All of the data below should be written out again exactly.

━━━━━ The data ━━━━━

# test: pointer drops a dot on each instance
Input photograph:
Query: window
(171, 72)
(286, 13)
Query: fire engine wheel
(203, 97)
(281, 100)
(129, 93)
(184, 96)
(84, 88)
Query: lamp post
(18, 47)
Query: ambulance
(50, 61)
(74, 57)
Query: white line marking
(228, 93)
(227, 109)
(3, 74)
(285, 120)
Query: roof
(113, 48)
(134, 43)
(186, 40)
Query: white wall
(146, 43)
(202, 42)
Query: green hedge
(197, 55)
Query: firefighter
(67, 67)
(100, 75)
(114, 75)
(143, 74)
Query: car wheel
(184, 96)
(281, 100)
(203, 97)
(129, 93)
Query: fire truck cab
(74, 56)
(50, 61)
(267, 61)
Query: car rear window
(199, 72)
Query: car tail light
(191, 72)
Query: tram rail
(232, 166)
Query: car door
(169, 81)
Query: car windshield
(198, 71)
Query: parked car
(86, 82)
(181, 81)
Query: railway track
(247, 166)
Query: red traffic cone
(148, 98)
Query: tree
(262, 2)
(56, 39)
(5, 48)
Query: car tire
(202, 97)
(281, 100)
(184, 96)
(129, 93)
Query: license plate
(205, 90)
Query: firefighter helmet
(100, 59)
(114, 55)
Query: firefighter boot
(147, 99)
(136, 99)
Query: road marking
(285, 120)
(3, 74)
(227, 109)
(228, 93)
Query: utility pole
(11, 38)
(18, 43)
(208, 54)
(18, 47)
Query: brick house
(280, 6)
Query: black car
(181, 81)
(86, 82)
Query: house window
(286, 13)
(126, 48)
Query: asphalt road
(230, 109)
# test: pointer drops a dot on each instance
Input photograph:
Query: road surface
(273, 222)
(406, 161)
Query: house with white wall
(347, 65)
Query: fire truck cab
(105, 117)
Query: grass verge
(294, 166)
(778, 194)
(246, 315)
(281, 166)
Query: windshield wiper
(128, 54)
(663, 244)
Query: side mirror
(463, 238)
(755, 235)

━━━━━

** Finished exercise **
# test: pointer drops a dot on each instance
Input photograph:
Query: window
(171, 72)
(286, 13)
Query: fire engine wheel
(203, 97)
(281, 100)
(129, 93)
(184, 96)
(84, 88)
Query: lamp post
(18, 47)
Query: ambulance
(50, 61)
(74, 57)
Query: white line marking
(228, 93)
(227, 109)
(3, 74)
(285, 120)
Query: roof
(113, 48)
(134, 43)
(186, 40)
Query: white wall
(146, 43)
(202, 42)
Query: green hedge
(197, 55)
Query: firefighter
(67, 67)
(100, 75)
(114, 75)
(143, 74)
Query: car wheel
(184, 96)
(281, 100)
(203, 97)
(129, 93)
Query: fire truck cab
(74, 56)
(50, 61)
(267, 61)
Query: car rear window
(199, 72)
Query: car tail light
(191, 72)
Query: tram rail
(232, 166)
Query: car door
(169, 81)
Query: car windshield
(198, 71)
Query: parked car
(86, 82)
(181, 81)
Query: railway track
(247, 166)
Query: red traffic cone
(148, 98)
Query: tree
(262, 2)
(56, 39)
(5, 48)
Query: car tire
(202, 97)
(281, 100)
(184, 96)
(129, 93)
Query: license plate
(205, 90)
Query: firefighter helmet
(100, 59)
(114, 55)
Query: firefighter boot
(147, 99)
(136, 99)
Query: road marking
(285, 120)
(3, 74)
(227, 109)
(228, 93)
Query: utility pole
(11, 38)
(18, 43)
(208, 54)
(18, 47)
Query: brick house
(280, 6)
Query: black car
(181, 81)
(86, 82)
Query: house window
(286, 13)
(126, 48)
Query: asphalt road
(230, 109)
# test: pointer drops a dot on each instance
Input photograph:
Query: road surface
(273, 222)
(406, 161)
Query: house with white wall
(347, 65)
Query: fire truck cab
(105, 117)
Query: grass verge
(294, 166)
(778, 194)
(246, 315)
(281, 166)
Query: windshield wiper
(128, 54)
(663, 244)
Query: side mirror
(463, 238)
(755, 235)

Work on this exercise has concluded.